The task:
Return, word for word, the stretch of the passage on text analytics for prospect research from "Using the Ratings" through "I am after.".
(Supplied passage Opens)
I took our rating system rules and created the logical expressions that would assign the interest levels to each individual. The final product had one row for each prospect, prospect interest and interest level rating.
Using the Ratings
The initial impetus of the project was to find Ophthalmology prospects. Unfortunately, the data and the algorithm used did not give that level of granularity. I may experiment with more modern packages, such as Word2Vec or GloVe, to see if those algorithms can give the granularity I am after.
The work was still useful, though. One of the prospect interest types I discovered was Folk Arts. My team realized that prospects interested in Folk Arts philanthropy were excellent prospects for the Quilt Museum. The Quilt Museum was another difficult prospecting project my colleagues were engaged in. The museum did not have a natural pool of identifiable prospects to draw from, so this was a boon to our team’s efforts. In the near term, the team at UNF will also use the list to prospect for the Buffett Early Childhood Institute and the Daugherty Water for Food Global Institute.
In the course of my project, I learned important lessons. These tips will save you many headaches when you undertake your own data science project.
- Use Containerization Technology: Containerization is a technology that packages software libraries so a project can be run at any time, on any system, producing the same results. Packaging R or Python scripts with exact versions of libraries will enable consistent results, even if scripts are run years later. It will also increase the portability of your code. I ran into incompatibilities between the Mac OS and Windows versions of R when I tried to run my analysis on my work computer. Using containerization from the start would have saved me much grief. The most well-known containerization technology is Docker, but other alternatives are rkt, Apache Mesos and containerd.
- Use the cloud: I ran the web scraping from my home laptop, rather than tie up a machine at work. This meant my laptop was unusable for two months, to avoid crashing the computer while the script ran. If I repeat this, I will buy time on a cloud provider such as Google Cloud Platform, Microsoft Azure, or Amazon Web Services. Their pricing is affordable and you can select the appropriately-powered machine for your use case.
- Use multiple threads: R is known for being single-threaded by default. This means it can only do one task at a time in order. This is opposed to multi-thread, where a program can use a computer’s multiple processing cores to do work in parallel. Since the time I first wrote my code, doing multi-threaded work in R has become much easier with the furrr package. I plan to eventually rewrite my code to use this package to make the web scraping go faster.
Through the use of both screenings and analytics, it is possible to find prospects outside normal constituencies. The web and our own databases are full of text with valuable insights. Contact reports, news articles and pre-campaign feasibility interviews are good starts for dipping your toes into text analytics. With a thoughtful plan, buy-in from management and collaboration with stakeholders, your own text analytics project can be successful.
(Supplied passage Closes)
(Data extracts Opens)
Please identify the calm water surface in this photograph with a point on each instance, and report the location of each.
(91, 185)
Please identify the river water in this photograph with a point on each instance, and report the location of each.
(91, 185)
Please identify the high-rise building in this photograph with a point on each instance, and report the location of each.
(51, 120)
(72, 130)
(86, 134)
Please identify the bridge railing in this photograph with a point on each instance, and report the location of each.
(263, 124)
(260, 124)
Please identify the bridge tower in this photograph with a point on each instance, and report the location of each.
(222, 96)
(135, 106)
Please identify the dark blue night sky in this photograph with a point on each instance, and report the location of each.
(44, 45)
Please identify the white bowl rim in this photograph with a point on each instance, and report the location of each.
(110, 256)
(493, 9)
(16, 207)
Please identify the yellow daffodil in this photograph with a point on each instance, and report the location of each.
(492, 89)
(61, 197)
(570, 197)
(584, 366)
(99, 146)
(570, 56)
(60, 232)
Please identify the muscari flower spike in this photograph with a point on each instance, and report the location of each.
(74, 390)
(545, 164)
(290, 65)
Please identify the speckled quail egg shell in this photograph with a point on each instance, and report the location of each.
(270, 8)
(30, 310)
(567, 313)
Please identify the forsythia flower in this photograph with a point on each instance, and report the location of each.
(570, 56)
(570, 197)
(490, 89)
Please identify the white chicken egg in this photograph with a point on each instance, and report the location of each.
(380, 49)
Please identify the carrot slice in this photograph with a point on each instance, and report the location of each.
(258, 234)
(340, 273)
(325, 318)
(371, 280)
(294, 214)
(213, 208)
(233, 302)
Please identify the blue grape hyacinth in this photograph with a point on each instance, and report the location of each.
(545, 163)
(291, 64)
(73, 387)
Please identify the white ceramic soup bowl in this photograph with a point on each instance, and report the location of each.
(Data extracts Closes)
Response to the task:
Using the Ratings
The initial impetus of the project was to find Ophthalmology prospects. Unfortunately, the data and the algorithm used did not give that level of granularity. I may experiment with more modern packages, such as Word2Vec or GloVe, to see if those algorithms can give the granularity I am after.